**Excerpted records:**
++++++++++

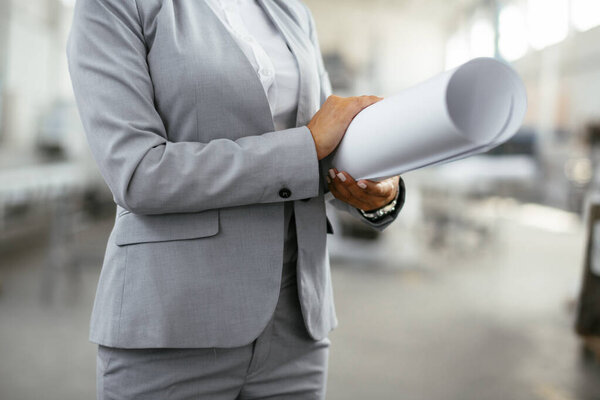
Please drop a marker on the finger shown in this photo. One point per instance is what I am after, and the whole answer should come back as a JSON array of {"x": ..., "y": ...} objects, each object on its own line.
[
  {"x": 337, "y": 185},
  {"x": 348, "y": 182},
  {"x": 353, "y": 195},
  {"x": 374, "y": 188}
]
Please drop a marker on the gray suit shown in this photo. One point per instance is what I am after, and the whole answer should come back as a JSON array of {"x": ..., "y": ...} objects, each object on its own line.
[{"x": 181, "y": 129}]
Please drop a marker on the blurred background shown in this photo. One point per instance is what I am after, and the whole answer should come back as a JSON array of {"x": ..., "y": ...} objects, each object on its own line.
[{"x": 473, "y": 293}]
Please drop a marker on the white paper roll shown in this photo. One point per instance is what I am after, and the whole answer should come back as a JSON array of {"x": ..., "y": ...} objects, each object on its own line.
[{"x": 467, "y": 110}]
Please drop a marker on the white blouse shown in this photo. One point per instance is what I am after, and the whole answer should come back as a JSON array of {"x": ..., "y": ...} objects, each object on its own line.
[
  {"x": 267, "y": 51},
  {"x": 277, "y": 69}
]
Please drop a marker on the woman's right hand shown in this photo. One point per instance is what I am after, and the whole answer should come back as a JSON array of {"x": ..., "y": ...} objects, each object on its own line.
[{"x": 329, "y": 124}]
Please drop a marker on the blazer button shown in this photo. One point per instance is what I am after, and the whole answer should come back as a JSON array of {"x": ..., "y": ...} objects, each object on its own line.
[{"x": 285, "y": 193}]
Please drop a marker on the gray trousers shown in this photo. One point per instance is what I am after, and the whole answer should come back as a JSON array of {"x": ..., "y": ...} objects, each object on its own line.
[{"x": 282, "y": 363}]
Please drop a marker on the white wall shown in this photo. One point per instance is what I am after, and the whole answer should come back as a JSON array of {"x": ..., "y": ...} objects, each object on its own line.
[{"x": 401, "y": 45}]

++++++++++

Convert the lines from the one containing "Please drop a marker on the white wall" through the end of the entries into a Markdown table with two columns, Row and Line, giving each line its row number and leaving out blank lines.

| Row | Line |
|---|---|
| 1 | Please drop a marker on the white wall shown in this photo. One point per instance is what I am after, and the whole answer should come back as a JSON array of {"x": ..., "y": ...} objects, each object on its own line. |
| 2 | [{"x": 401, "y": 45}] |